Segmentation mask records:
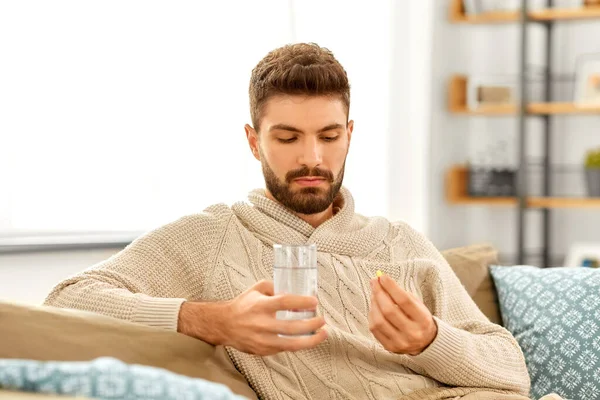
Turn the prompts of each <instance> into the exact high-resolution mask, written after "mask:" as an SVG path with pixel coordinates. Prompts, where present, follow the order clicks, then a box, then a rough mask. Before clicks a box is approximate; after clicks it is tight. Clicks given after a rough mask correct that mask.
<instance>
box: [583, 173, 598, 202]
mask: <svg viewBox="0 0 600 400" xmlns="http://www.w3.org/2000/svg"><path fill="white" fill-rule="evenodd" d="M585 178H586V181H587V187H588V196H590V197H600V168H587V169H586V170H585Z"/></svg>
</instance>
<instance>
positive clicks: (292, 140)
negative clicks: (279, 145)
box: [277, 138, 296, 143]
mask: <svg viewBox="0 0 600 400" xmlns="http://www.w3.org/2000/svg"><path fill="white" fill-rule="evenodd" d="M277 140H279V142H280V143H292V142H293V141H294V140H296V138H289V139H282V138H278V139H277Z"/></svg>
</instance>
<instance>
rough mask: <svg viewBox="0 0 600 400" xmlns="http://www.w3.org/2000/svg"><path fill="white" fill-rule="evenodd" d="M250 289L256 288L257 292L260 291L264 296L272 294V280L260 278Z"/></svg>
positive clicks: (272, 283) (255, 288) (272, 281)
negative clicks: (266, 279)
mask: <svg viewBox="0 0 600 400" xmlns="http://www.w3.org/2000/svg"><path fill="white" fill-rule="evenodd" d="M250 290H256V291H257V292H259V293H262V294H264V295H266V296H273V294H274V290H275V289H274V287H273V281H267V280H264V279H263V280H261V281H258V282H256V283H255V284H254V285H253V286H252V287H251V288H250Z"/></svg>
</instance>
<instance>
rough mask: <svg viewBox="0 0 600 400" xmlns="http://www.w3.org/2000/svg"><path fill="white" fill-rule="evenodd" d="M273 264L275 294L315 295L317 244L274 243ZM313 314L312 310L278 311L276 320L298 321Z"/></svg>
mask: <svg viewBox="0 0 600 400" xmlns="http://www.w3.org/2000/svg"><path fill="white" fill-rule="evenodd" d="M273 250H274V252H275V265H273V285H274V287H275V294H276V295H277V294H281V293H288V294H295V295H300V296H315V297H316V296H317V245H316V244H307V245H287V244H274V245H273ZM315 316H316V311H314V310H282V311H277V319H280V320H297V319H309V318H313V317H315Z"/></svg>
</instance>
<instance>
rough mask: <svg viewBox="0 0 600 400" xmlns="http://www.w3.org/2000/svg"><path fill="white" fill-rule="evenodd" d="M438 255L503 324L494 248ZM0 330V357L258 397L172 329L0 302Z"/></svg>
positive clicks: (80, 312)
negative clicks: (183, 376) (121, 372)
mask: <svg viewBox="0 0 600 400" xmlns="http://www.w3.org/2000/svg"><path fill="white" fill-rule="evenodd" d="M442 254H443V255H444V257H445V258H446V260H447V261H448V263H449V264H450V265H451V266H452V268H453V270H454V271H455V273H456V275H457V276H458V277H459V279H460V280H461V282H462V283H463V285H464V287H465V289H466V290H467V292H468V293H469V294H470V295H471V297H472V298H473V300H474V301H475V302H476V303H477V305H478V306H479V307H480V309H481V310H482V311H483V313H484V314H485V315H486V316H487V317H488V318H489V319H490V320H491V321H492V322H495V323H499V324H501V322H502V321H501V317H500V310H499V306H498V298H497V295H496V292H495V289H494V285H493V282H492V279H491V277H490V274H489V271H488V266H489V265H492V264H496V263H497V252H496V250H495V249H494V248H493V247H492V246H490V245H487V244H482V245H473V246H467V247H462V248H456V249H450V250H446V251H443V252H442ZM0 333H1V335H0V359H27V360H40V361H49V360H59V361H87V360H93V359H97V358H98V357H114V358H116V359H118V360H121V361H123V362H125V363H128V364H140V365H144V366H151V367H159V368H163V369H166V370H168V371H171V372H174V373H177V374H180V375H184V376H187V377H192V378H201V379H204V380H207V381H211V382H217V383H221V384H224V385H226V386H227V387H228V388H229V389H230V390H231V391H232V392H234V393H236V394H239V395H241V396H245V397H246V398H248V399H257V397H256V395H255V393H254V392H253V391H252V389H251V388H250V387H249V385H248V383H247V381H246V379H245V378H244V377H243V376H242V375H241V374H240V373H239V372H238V371H237V370H236V368H235V366H234V365H233V363H232V362H231V360H230V359H229V357H228V355H227V353H226V351H225V350H224V348H223V347H220V346H218V347H215V346H212V345H209V344H207V343H204V342H202V341H199V340H195V339H192V338H189V337H186V336H183V335H181V334H178V333H175V332H167V331H164V330H159V329H155V328H150V327H146V326H141V325H137V324H133V323H129V322H125V321H120V320H116V319H113V318H110V317H106V316H102V315H98V314H94V313H90V312H85V311H79V310H68V309H57V308H53V307H47V306H32V305H23V304H14V303H10V302H0ZM9 398H10V399H23V400H26V399H32V400H33V399H52V398H57V399H58V398H61V399H65V398H67V397H65V396H62V397H61V396H54V397H49V396H45V395H41V394H33V393H31V394H28V393H16V392H10V391H7V390H2V389H0V400H4V399H9Z"/></svg>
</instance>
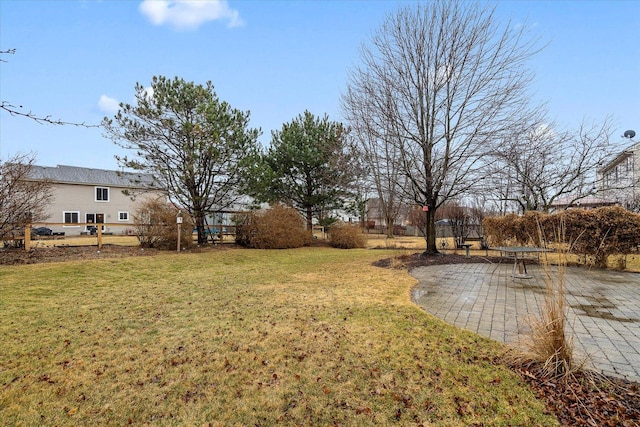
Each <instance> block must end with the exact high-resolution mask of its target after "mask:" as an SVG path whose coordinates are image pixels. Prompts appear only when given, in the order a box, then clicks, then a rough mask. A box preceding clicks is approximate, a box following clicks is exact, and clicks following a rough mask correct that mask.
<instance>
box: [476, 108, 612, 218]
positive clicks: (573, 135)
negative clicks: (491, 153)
mask: <svg viewBox="0 0 640 427" xmlns="http://www.w3.org/2000/svg"><path fill="white" fill-rule="evenodd" d="M514 130H515V132H513V133H511V134H510V135H507V136H506V137H505V138H504V139H503V140H502V142H501V143H500V144H499V145H498V146H497V147H496V149H495V151H494V153H493V156H491V157H490V158H491V159H492V163H491V164H490V165H489V166H488V169H489V170H490V171H491V173H490V174H489V177H488V178H487V179H486V181H485V183H486V188H487V191H495V192H497V195H496V196H497V198H498V199H499V200H501V201H503V202H505V203H506V204H507V205H511V206H513V207H515V208H516V209H517V210H518V211H520V212H524V211H529V210H540V211H548V210H549V209H550V208H551V207H553V204H554V202H560V201H561V202H562V204H563V205H570V204H572V203H574V202H576V201H578V200H580V199H582V198H583V197H585V196H588V195H593V194H595V192H596V190H597V188H596V171H597V168H598V167H600V166H601V164H602V162H603V161H604V159H605V158H606V157H607V156H609V155H610V154H611V150H610V146H609V136H610V133H611V126H610V120H609V119H605V120H604V121H603V122H601V123H595V122H594V123H588V122H586V121H583V122H582V124H581V125H580V127H579V128H578V129H575V130H574V129H571V130H560V129H558V128H557V127H556V126H555V125H554V124H549V123H546V122H545V120H544V118H541V119H539V120H537V121H536V122H534V123H532V124H529V125H527V126H522V127H521V128H517V129H514Z"/></svg>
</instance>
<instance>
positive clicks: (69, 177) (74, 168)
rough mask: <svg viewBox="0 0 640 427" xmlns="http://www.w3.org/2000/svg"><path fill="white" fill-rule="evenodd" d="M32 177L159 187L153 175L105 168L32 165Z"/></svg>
mask: <svg viewBox="0 0 640 427" xmlns="http://www.w3.org/2000/svg"><path fill="white" fill-rule="evenodd" d="M29 175H30V177H31V179H34V180H45V179H46V180H48V181H50V182H54V183H62V184H87V185H105V186H113V187H129V188H149V187H151V186H153V187H156V188H158V187H159V185H158V183H157V182H155V181H154V179H153V176H151V175H148V174H142V173H135V172H120V171H111V170H104V169H91V168H81V167H77V166H61V165H58V166H56V167H49V166H36V165H34V166H32V167H31V172H30V173H29Z"/></svg>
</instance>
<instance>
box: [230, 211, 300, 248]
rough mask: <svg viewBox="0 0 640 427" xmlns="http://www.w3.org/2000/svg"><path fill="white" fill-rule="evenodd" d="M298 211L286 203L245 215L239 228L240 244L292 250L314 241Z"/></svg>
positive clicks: (249, 213)
mask: <svg viewBox="0 0 640 427" xmlns="http://www.w3.org/2000/svg"><path fill="white" fill-rule="evenodd" d="M311 240H312V237H311V231H309V230H306V229H305V226H304V219H303V218H302V217H301V216H300V214H299V213H298V211H296V210H295V209H293V208H289V207H286V206H282V205H274V206H272V207H271V208H269V209H266V210H262V211H257V212H251V213H249V214H247V215H245V217H244V219H243V221H242V222H241V223H240V224H239V225H238V228H237V231H236V243H238V244H240V245H243V246H247V247H250V248H257V249H289V248H299V247H302V246H308V245H310V244H311Z"/></svg>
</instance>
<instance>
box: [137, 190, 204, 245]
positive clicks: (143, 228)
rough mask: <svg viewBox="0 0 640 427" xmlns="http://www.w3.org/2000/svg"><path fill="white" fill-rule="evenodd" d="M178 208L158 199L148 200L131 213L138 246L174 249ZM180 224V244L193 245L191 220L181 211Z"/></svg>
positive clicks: (180, 244) (168, 203)
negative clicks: (176, 216) (135, 211)
mask: <svg viewBox="0 0 640 427" xmlns="http://www.w3.org/2000/svg"><path fill="white" fill-rule="evenodd" d="M177 214H178V209H177V208H176V207H175V206H174V205H172V204H170V203H167V202H164V201H162V200H158V199H152V200H148V201H146V202H144V203H142V204H141V205H140V207H139V208H138V209H137V210H136V212H135V213H134V214H133V221H134V222H135V224H136V225H135V226H134V232H135V234H136V236H137V237H138V241H139V242H140V246H142V247H145V248H156V249H176V248H177V246H178V227H177V224H176V216H177ZM182 217H183V220H182V221H183V222H182V225H181V226H180V246H181V247H182V248H189V247H191V246H193V221H192V220H191V218H190V217H189V216H188V215H185V214H184V213H183V215H182Z"/></svg>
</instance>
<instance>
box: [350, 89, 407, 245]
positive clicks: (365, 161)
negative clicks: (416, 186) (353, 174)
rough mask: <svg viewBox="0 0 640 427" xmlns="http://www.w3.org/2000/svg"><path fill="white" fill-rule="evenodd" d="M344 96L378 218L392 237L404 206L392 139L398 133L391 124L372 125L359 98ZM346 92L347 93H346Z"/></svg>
mask: <svg viewBox="0 0 640 427" xmlns="http://www.w3.org/2000/svg"><path fill="white" fill-rule="evenodd" d="M349 95H350V97H349V98H346V97H345V102H344V105H345V107H346V108H345V112H346V113H347V119H348V120H349V121H350V122H351V125H352V126H353V131H354V137H355V139H356V141H357V142H358V144H359V146H360V151H361V153H362V159H363V161H364V162H365V164H366V165H367V167H368V170H369V176H370V179H371V186H372V187H373V188H375V193H376V195H377V196H378V197H377V198H378V200H377V203H376V204H375V206H376V207H377V208H378V209H380V213H381V217H382V218H383V220H384V223H385V225H386V227H387V237H393V230H394V225H395V223H396V221H397V219H398V216H399V215H400V212H401V210H402V209H403V208H405V207H406V206H407V203H406V201H405V199H404V196H405V194H406V192H405V191H404V190H405V188H404V187H405V184H406V182H407V181H406V179H405V178H404V175H403V174H402V171H401V163H400V162H399V159H400V152H399V147H398V144H397V143H394V142H393V141H392V139H393V138H397V135H398V133H397V132H395V131H394V129H393V123H387V127H386V128H385V127H382V126H379V127H377V126H375V123H374V122H372V121H370V120H369V117H368V115H367V114H366V108H367V106H366V105H362V104H361V101H362V100H361V99H360V98H359V97H355V96H353V95H354V94H353V93H350V94H349ZM349 95H347V96H349Z"/></svg>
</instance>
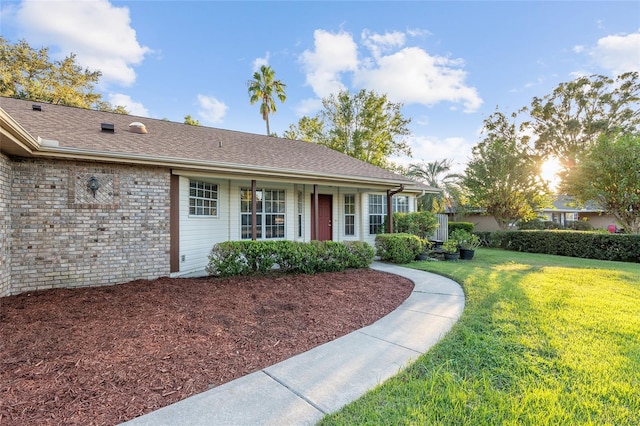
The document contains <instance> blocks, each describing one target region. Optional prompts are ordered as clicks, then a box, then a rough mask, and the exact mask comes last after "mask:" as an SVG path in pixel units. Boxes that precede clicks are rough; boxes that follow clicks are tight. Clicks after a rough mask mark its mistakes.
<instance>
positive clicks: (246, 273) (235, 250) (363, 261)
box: [205, 240, 375, 277]
mask: <svg viewBox="0 0 640 426" xmlns="http://www.w3.org/2000/svg"><path fill="white" fill-rule="evenodd" d="M374 256H375V252H374V249H373V247H371V246H370V245H369V244H367V243H364V242H359V241H355V242H348V243H339V242H335V241H324V242H321V241H312V242H310V243H302V242H295V241H286V240H277V241H251V240H247V241H226V242H223V243H219V244H215V245H214V246H213V248H212V249H211V252H210V253H209V263H208V265H207V267H206V268H205V269H206V271H207V273H208V274H210V275H216V276H222V277H228V276H235V275H249V274H264V273H267V272H269V271H271V270H273V269H274V268H275V267H276V266H277V267H278V268H279V269H280V270H281V271H282V272H300V273H306V274H313V273H317V272H331V271H343V270H345V269H347V268H366V267H368V266H369V265H370V264H371V262H372V261H373V258H374Z"/></svg>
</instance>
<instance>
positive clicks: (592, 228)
mask: <svg viewBox="0 0 640 426" xmlns="http://www.w3.org/2000/svg"><path fill="white" fill-rule="evenodd" d="M565 228H566V229H572V230H574V231H591V230H593V226H591V224H590V223H589V222H587V221H586V220H570V221H567V223H566V225H565Z"/></svg>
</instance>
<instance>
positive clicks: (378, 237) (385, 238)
mask: <svg viewBox="0 0 640 426" xmlns="http://www.w3.org/2000/svg"><path fill="white" fill-rule="evenodd" d="M375 248H376V254H377V255H378V256H380V259H381V260H384V261H386V262H391V263H409V262H411V261H412V260H414V259H415V258H416V256H417V255H419V254H420V253H422V250H423V248H424V240H422V239H421V238H420V237H418V236H417V235H412V234H378V235H376V241H375Z"/></svg>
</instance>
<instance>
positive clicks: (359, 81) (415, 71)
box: [355, 47, 482, 112]
mask: <svg viewBox="0 0 640 426" xmlns="http://www.w3.org/2000/svg"><path fill="white" fill-rule="evenodd" d="M459 64H460V61H459V60H455V59H454V60H451V59H448V58H445V57H441V56H431V55H429V54H428V53H427V52H425V51H424V50H422V49H420V48H418V47H406V48H404V49H402V50H400V51H399V52H396V53H394V54H391V55H388V56H382V57H380V58H379V59H378V60H377V62H376V68H372V69H361V70H359V71H358V72H357V73H356V77H355V82H356V84H358V85H361V86H363V87H367V88H372V89H374V90H376V91H377V92H382V93H386V94H387V96H388V97H389V99H390V100H392V101H394V102H402V103H407V104H411V103H415V104H422V105H434V104H437V103H439V102H454V103H462V104H463V105H464V108H465V111H467V112H471V111H476V110H477V109H478V108H480V106H481V105H482V99H480V96H479V95H478V92H477V90H476V89H475V88H473V87H470V86H467V85H465V84H464V80H465V78H466V72H464V71H462V70H460V69H456V68H454V67H455V66H458V65H459Z"/></svg>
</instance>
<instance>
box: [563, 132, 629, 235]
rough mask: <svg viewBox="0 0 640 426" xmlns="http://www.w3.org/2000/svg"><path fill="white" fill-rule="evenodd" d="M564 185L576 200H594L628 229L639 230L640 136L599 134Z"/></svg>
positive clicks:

Task to complete: Reproduce the records verbatim from their start through the line containing "positive clicks: (272, 283)", including that line, and omit the pictures.

Final answer:
Turn the prompts of each <instance> into the exact high-resolution mask, written after "mask:" as an SVG path with pixel coordinates. Prompts, where present, follow the order clicks, then a box, then a rough mask. Before clicks a box is approximate; after clicks it is tight. Clicks given after a rough mask correct that mask.
<instance>
box: [583, 173, 598, 202]
mask: <svg viewBox="0 0 600 400" xmlns="http://www.w3.org/2000/svg"><path fill="white" fill-rule="evenodd" d="M585 178H586V181H587V187H588V196H590V197H600V168H587V169H586V170H585Z"/></svg>
</instance>
<instance>
positive clicks: (292, 140)
negative clicks: (279, 145)
box: [277, 138, 296, 143]
mask: <svg viewBox="0 0 600 400" xmlns="http://www.w3.org/2000/svg"><path fill="white" fill-rule="evenodd" d="M277 140H279V142H280V143H292V142H293V141H294V140H296V138H289V139H282V138H278V139H277Z"/></svg>
</instance>
<instance>
rough mask: <svg viewBox="0 0 600 400" xmlns="http://www.w3.org/2000/svg"><path fill="white" fill-rule="evenodd" d="M250 289L256 288L257 292L260 291L264 296L272 294V280L260 278Z"/></svg>
positive clicks: (272, 283) (255, 288) (272, 281)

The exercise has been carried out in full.